**About this task:** The result should be a word-for-word retyping of the entries below, free of pictures.
·····
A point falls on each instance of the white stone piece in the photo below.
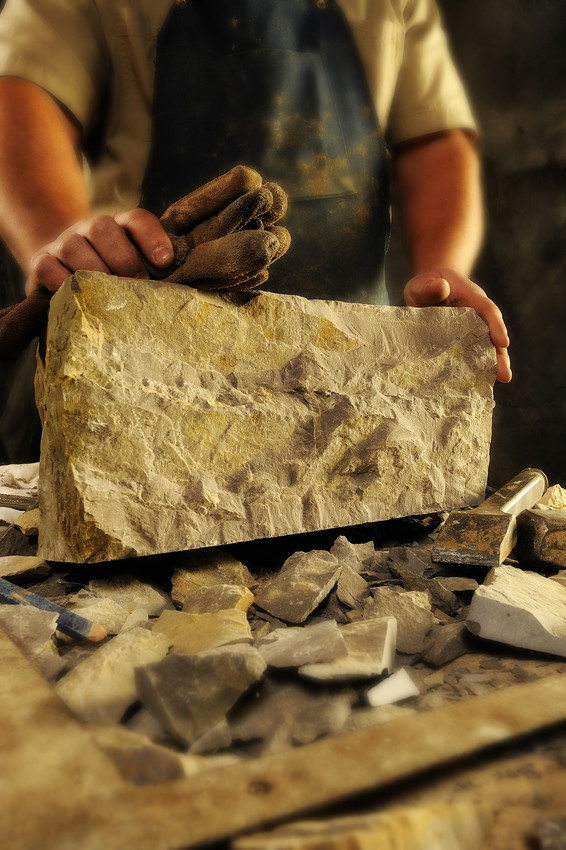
(175, 419)
(397, 687)
(370, 651)
(520, 608)
(102, 686)
(411, 609)
(302, 645)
·····
**Solution for this exercise:**
A point falls on each instance of the white stone piece in the photo below.
(175, 419)
(397, 687)
(370, 651)
(520, 608)
(102, 686)
(411, 609)
(302, 645)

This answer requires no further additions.